== Supplied data

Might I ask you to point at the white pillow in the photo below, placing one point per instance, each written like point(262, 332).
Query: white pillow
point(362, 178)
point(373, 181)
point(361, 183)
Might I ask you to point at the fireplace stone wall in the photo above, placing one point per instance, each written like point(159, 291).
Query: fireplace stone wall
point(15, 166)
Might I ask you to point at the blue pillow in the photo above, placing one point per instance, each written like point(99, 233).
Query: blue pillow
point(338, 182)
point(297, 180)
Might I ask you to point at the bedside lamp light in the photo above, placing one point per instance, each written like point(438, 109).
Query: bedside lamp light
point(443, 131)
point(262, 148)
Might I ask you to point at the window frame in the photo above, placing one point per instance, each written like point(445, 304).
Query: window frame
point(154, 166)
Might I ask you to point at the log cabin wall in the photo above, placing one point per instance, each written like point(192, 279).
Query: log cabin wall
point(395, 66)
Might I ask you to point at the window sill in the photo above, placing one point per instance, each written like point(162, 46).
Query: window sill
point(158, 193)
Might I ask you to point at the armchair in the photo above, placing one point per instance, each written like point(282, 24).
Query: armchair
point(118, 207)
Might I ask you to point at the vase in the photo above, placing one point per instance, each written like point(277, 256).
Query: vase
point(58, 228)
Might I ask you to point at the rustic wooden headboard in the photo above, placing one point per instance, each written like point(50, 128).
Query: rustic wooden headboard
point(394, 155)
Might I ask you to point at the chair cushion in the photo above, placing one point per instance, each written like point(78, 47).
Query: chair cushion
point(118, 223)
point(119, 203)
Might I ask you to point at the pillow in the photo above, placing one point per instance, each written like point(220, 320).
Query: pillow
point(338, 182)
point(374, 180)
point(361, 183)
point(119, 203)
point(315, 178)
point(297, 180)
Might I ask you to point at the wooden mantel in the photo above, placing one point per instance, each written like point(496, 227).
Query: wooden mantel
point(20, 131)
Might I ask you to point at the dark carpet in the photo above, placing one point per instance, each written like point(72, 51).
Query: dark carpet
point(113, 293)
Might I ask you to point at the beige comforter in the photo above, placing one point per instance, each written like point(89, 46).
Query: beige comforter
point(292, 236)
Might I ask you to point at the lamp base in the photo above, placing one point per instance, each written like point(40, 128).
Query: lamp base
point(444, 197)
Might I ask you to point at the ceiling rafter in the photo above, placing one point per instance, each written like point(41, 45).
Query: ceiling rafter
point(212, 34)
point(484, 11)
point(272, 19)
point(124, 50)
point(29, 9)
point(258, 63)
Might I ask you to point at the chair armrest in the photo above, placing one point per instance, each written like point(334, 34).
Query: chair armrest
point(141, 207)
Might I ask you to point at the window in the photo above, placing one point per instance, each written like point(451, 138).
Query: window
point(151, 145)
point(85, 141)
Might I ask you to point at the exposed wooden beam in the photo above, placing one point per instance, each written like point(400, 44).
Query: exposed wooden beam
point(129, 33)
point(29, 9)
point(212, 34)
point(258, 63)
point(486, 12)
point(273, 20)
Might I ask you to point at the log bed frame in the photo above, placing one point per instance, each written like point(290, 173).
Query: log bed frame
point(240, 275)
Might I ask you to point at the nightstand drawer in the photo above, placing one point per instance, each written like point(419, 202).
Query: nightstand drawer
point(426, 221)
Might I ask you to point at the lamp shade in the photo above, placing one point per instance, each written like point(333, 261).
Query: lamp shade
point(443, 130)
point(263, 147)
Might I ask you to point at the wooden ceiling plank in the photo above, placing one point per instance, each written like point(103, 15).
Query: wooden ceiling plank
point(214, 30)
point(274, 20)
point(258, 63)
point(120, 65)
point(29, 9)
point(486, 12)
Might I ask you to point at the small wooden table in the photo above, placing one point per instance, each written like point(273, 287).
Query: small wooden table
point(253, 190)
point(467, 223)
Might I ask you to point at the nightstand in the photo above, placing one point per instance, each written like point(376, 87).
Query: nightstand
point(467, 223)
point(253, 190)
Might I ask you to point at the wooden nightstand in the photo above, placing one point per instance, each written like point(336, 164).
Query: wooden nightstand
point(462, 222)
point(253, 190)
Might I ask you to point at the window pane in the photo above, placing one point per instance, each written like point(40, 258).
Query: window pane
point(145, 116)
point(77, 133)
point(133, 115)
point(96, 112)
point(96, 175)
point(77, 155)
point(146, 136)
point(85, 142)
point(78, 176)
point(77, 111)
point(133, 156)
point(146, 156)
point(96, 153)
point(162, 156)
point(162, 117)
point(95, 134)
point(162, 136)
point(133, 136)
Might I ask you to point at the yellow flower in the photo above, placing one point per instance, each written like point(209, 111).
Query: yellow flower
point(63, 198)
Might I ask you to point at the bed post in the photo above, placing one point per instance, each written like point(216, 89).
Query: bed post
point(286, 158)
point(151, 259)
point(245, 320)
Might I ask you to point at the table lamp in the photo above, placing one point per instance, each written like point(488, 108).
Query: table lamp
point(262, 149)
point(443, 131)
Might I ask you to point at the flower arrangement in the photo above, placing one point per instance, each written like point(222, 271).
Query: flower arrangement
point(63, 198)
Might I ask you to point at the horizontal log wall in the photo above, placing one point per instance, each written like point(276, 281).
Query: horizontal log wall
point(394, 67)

====

Set task >> Reproduce the data between the lines holding "Might I ask you to point at the ceiling" and "point(273, 20)", inclusive, keeping every line, requests included. Shift each coordinate in the answers by -119, and leave the coordinates within the requests unchanged.

The solution >>
Might I ask you to point at the ceiling rafter in the photo above, placing one point per instance, each written like point(41, 45).
Query: ceiling rafter
point(93, -85)
point(365, -108)
point(153, -100)
point(5, -69)
point(-90, -110)
point(139, -56)
Might I ask you to point at the chair armrest in the photo above, placing one point per instance, each written like point(334, 34).
Query: chair armrest
point(22, 88)
Might I ask you to point at the window in the photo above, placing one point per instance, each written like point(451, 138).
Query: window
point(32, 26)
point(-34, 22)
Might I ask you to point at the exposed wooden beam in the photo above, placing one point per instance, each written like point(400, 44).
Query: exposed wooden beam
point(10, -86)
point(-90, -110)
point(93, -85)
point(139, -56)
point(367, -107)
point(154, -99)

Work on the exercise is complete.